— Start of Task inputs —

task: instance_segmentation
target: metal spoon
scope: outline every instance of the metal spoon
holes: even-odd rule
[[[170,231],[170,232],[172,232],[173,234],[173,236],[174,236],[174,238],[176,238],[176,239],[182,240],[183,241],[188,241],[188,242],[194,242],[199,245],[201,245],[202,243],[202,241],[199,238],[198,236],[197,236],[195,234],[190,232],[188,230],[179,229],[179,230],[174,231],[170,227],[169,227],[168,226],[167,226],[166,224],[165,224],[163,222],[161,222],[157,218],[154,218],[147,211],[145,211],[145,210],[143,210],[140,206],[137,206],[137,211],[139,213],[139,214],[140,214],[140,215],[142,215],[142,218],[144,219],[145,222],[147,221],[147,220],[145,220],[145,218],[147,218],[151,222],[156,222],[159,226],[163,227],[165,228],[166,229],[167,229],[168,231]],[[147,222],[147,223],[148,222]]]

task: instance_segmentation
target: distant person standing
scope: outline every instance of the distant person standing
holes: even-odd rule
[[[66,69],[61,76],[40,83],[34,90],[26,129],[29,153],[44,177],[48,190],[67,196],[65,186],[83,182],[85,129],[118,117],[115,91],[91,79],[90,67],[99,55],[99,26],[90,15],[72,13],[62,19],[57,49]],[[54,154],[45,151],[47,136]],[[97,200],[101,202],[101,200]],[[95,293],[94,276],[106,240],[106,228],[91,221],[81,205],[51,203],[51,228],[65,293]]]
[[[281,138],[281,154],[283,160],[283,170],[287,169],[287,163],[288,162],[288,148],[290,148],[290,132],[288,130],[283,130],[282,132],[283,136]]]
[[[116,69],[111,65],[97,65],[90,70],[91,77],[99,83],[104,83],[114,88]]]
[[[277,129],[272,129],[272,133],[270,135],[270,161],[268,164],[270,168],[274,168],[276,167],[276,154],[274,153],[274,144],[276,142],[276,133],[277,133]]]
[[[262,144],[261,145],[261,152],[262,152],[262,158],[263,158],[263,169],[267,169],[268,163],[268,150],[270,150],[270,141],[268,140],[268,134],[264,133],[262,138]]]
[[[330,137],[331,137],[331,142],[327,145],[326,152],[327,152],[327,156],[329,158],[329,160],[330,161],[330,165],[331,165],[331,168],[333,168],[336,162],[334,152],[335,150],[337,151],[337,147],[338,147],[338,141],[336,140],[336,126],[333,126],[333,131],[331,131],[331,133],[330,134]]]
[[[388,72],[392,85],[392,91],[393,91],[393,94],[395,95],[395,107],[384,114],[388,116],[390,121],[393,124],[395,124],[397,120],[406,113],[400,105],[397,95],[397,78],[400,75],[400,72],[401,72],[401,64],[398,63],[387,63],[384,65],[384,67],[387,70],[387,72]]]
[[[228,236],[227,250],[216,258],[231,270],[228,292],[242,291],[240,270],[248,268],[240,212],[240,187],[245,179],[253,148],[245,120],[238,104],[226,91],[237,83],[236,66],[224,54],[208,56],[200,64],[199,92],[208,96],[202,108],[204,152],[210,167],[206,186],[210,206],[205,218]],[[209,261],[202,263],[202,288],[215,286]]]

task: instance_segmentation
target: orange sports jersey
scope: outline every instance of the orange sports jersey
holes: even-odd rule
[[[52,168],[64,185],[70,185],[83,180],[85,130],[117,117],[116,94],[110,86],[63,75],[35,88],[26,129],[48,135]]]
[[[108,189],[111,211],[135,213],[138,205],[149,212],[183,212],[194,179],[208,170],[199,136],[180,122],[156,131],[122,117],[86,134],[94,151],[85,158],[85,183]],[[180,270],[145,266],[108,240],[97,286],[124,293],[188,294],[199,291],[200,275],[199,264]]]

— End of Task inputs —

→ The problem
State how many lines of the listing contain the string "scope", treating uppercase and lowercase as different. Give only the number.

→ Solution
3